Task goal: Reproduce every line of the material, requests included, but scale each number in the answers (the viewBox values and the path coordinates) by 1.05 and round it to a whole number, with halves rounded up. Leave the numbers in the requests unchanged, and omit the pictures.

Stored data:

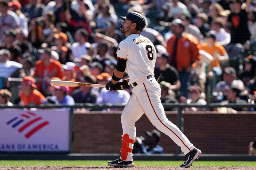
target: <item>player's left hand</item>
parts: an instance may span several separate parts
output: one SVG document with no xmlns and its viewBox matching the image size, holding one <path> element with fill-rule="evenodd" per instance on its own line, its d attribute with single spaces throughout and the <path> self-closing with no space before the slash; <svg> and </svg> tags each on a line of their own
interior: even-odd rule
<svg viewBox="0 0 256 170">
<path fill-rule="evenodd" d="M 126 80 L 124 80 L 122 82 L 118 82 L 116 85 L 116 90 L 122 90 L 128 85 L 128 83 Z"/>
<path fill-rule="evenodd" d="M 106 89 L 108 90 L 116 90 L 116 84 L 113 84 L 111 82 L 111 80 L 109 80 L 109 82 L 106 84 L 105 87 Z"/>
</svg>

Response:
target: <item>player's left hand</item>
parts: an instance may span several separate parts
output: one SVG document with no xmlns and its viewBox matching the image size, holding one <path> element with fill-rule="evenodd" per instance on its own line, its d attribute with single spaces throughout and the <path> self-closing with no space before the slash; <svg> and </svg> tags each on a line of their own
interior: even-odd rule
<svg viewBox="0 0 269 179">
<path fill-rule="evenodd" d="M 132 84 L 130 84 L 128 86 L 124 86 L 122 89 L 122 95 L 128 95 L 134 89 L 134 87 Z"/>
<path fill-rule="evenodd" d="M 111 93 L 113 95 L 122 95 L 122 88 L 119 88 L 117 86 L 117 84 L 114 84 L 114 86 L 111 88 L 110 91 Z"/>
</svg>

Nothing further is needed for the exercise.